• **WHAT YOU NEED TO DO**:
Look through the entries below. Say how many lines include "tail", with nothing added.

━━━━━━━━━━━━━━━━━━━━

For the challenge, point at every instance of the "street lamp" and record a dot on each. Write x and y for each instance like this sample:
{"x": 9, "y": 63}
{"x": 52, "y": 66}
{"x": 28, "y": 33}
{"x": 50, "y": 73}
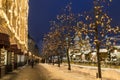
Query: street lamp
{"x": 67, "y": 53}
{"x": 108, "y": 44}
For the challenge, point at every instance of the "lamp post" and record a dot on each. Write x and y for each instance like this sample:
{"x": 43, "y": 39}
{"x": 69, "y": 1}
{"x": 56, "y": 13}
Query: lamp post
{"x": 67, "y": 53}
{"x": 108, "y": 43}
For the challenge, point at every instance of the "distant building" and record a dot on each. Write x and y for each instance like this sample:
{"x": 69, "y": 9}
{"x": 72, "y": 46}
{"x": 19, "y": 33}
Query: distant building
{"x": 32, "y": 47}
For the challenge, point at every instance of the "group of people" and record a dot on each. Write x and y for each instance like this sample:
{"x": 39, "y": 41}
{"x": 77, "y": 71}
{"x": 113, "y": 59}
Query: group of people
{"x": 32, "y": 62}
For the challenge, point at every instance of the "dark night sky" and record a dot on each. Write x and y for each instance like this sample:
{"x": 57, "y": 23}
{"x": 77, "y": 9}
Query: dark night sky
{"x": 42, "y": 11}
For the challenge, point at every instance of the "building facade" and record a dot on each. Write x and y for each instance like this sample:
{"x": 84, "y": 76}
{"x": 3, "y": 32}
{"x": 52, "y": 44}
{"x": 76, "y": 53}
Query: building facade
{"x": 13, "y": 34}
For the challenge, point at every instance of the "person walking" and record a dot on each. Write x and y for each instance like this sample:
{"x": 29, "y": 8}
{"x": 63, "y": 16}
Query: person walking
{"x": 32, "y": 63}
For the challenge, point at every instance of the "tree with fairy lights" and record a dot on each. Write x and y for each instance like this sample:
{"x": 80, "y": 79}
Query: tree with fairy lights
{"x": 98, "y": 26}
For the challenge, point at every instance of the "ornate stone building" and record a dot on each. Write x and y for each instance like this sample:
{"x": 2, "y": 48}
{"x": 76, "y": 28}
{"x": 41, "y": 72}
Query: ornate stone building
{"x": 13, "y": 34}
{"x": 14, "y": 21}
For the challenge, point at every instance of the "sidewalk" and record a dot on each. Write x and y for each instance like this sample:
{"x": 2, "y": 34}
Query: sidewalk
{"x": 53, "y": 72}
{"x": 80, "y": 72}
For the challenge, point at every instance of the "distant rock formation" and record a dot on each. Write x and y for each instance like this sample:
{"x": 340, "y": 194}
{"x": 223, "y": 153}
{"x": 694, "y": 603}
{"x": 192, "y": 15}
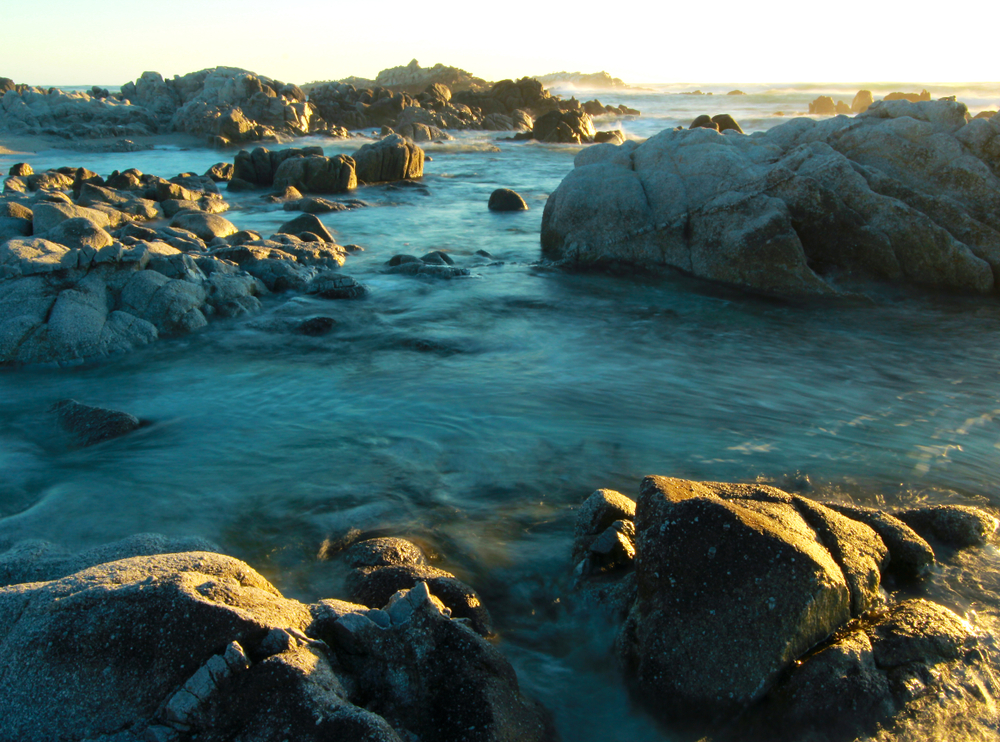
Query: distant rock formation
{"x": 592, "y": 80}
{"x": 911, "y": 97}
{"x": 414, "y": 79}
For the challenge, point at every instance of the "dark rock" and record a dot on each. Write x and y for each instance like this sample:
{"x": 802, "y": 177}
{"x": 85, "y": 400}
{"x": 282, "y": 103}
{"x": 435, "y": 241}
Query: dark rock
{"x": 90, "y": 425}
{"x": 390, "y": 159}
{"x": 306, "y": 223}
{"x": 438, "y": 257}
{"x": 953, "y": 525}
{"x": 316, "y": 326}
{"x": 504, "y": 199}
{"x": 336, "y": 286}
{"x": 707, "y": 567}
{"x": 21, "y": 169}
{"x": 704, "y": 121}
{"x": 725, "y": 122}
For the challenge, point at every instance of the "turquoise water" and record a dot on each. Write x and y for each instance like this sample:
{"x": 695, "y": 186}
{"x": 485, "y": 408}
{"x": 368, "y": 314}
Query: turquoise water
{"x": 475, "y": 414}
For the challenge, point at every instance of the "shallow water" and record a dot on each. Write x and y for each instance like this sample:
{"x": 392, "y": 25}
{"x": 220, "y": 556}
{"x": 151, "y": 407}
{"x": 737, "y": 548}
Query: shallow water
{"x": 475, "y": 414}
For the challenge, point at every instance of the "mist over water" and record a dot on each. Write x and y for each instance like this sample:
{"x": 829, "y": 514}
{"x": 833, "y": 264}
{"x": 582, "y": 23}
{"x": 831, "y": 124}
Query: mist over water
{"x": 475, "y": 414}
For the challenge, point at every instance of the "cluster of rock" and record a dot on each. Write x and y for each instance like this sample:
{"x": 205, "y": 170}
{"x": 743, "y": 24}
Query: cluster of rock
{"x": 307, "y": 170}
{"x": 228, "y": 105}
{"x": 592, "y": 80}
{"x": 81, "y": 275}
{"x": 744, "y": 600}
{"x": 825, "y": 106}
{"x": 506, "y": 106}
{"x": 132, "y": 642}
{"x": 907, "y": 193}
{"x": 412, "y": 78}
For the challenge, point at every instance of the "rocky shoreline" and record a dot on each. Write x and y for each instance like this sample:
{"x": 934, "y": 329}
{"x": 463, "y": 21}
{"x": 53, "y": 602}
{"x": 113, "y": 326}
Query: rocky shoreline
{"x": 173, "y": 641}
{"x": 742, "y": 611}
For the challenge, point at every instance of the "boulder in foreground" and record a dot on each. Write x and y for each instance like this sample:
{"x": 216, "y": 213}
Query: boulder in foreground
{"x": 198, "y": 645}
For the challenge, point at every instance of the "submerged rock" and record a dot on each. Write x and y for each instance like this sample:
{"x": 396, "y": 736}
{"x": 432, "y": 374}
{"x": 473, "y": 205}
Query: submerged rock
{"x": 90, "y": 425}
{"x": 504, "y": 199}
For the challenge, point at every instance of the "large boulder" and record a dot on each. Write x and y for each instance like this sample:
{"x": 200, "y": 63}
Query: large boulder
{"x": 738, "y": 612}
{"x": 905, "y": 193}
{"x": 389, "y": 159}
{"x": 173, "y": 646}
{"x": 317, "y": 174}
{"x": 564, "y": 127}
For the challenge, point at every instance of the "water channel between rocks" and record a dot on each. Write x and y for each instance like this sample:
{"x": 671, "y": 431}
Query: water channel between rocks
{"x": 474, "y": 415}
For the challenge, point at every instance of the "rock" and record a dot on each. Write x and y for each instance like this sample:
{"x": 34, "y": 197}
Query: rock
{"x": 90, "y": 425}
{"x": 385, "y": 552}
{"x": 564, "y": 127}
{"x": 599, "y": 512}
{"x": 823, "y": 106}
{"x": 316, "y": 326}
{"x": 725, "y": 122}
{"x": 953, "y": 525}
{"x": 197, "y": 644}
{"x": 220, "y": 172}
{"x": 336, "y": 286}
{"x": 923, "y": 95}
{"x": 862, "y": 101}
{"x": 910, "y": 556}
{"x": 317, "y": 174}
{"x": 206, "y": 226}
{"x": 79, "y": 233}
{"x": 14, "y": 227}
{"x": 306, "y": 223}
{"x": 504, "y": 199}
{"x": 704, "y": 121}
{"x": 14, "y": 210}
{"x": 712, "y": 557}
{"x": 375, "y": 585}
{"x": 46, "y": 216}
{"x": 793, "y": 210}
{"x": 389, "y": 159}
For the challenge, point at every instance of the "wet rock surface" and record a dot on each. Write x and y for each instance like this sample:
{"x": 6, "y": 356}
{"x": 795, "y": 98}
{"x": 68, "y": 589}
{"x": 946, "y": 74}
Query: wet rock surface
{"x": 903, "y": 193}
{"x": 197, "y": 644}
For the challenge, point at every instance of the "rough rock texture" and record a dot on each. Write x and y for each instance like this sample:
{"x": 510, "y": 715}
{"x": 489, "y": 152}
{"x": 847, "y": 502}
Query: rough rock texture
{"x": 384, "y": 566}
{"x": 905, "y": 193}
{"x": 196, "y": 644}
{"x": 392, "y": 158}
{"x": 825, "y": 656}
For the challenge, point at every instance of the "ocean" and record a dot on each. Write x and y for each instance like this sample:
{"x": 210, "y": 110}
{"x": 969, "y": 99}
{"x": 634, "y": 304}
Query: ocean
{"x": 475, "y": 414}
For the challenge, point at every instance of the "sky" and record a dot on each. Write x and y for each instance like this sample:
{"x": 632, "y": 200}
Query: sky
{"x": 109, "y": 42}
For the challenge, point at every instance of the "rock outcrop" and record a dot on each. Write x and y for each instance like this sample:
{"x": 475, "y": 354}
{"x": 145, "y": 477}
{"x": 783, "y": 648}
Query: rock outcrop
{"x": 693, "y": 565}
{"x": 196, "y": 644}
{"x": 904, "y": 193}
{"x": 84, "y": 279}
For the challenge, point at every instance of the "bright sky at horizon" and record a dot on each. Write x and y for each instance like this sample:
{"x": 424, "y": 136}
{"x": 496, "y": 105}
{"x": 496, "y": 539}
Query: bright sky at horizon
{"x": 65, "y": 42}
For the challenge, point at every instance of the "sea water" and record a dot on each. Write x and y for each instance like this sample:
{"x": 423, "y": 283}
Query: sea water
{"x": 475, "y": 414}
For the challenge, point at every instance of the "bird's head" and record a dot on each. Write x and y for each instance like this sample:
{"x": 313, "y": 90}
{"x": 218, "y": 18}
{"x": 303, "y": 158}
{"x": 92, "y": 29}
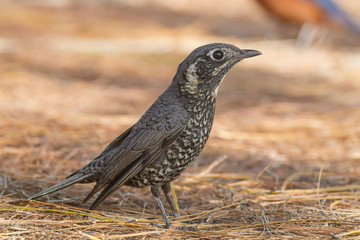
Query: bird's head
{"x": 203, "y": 70}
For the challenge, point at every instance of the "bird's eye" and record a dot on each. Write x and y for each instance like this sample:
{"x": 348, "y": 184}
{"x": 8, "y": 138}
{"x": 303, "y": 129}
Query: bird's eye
{"x": 217, "y": 55}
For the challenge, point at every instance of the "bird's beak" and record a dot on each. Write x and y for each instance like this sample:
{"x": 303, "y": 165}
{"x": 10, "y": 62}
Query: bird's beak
{"x": 247, "y": 53}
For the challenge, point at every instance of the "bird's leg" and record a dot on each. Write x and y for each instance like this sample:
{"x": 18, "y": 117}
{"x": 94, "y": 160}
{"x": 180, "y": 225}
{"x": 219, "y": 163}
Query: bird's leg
{"x": 155, "y": 190}
{"x": 167, "y": 189}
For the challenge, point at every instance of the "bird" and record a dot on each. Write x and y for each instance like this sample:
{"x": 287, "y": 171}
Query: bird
{"x": 169, "y": 135}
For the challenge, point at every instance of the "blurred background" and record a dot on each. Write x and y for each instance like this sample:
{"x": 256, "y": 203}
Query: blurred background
{"x": 75, "y": 74}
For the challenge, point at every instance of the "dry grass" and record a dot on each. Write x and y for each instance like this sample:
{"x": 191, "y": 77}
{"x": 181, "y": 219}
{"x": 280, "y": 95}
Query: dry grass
{"x": 282, "y": 160}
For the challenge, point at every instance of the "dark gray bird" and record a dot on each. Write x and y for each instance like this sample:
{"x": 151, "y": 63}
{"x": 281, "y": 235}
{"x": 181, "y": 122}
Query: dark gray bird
{"x": 168, "y": 137}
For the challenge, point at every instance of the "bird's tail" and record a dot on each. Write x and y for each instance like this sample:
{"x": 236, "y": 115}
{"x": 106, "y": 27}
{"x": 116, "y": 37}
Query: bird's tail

━━━━━━━━━━━━━━━━━━━━

• **ANSWER**:
2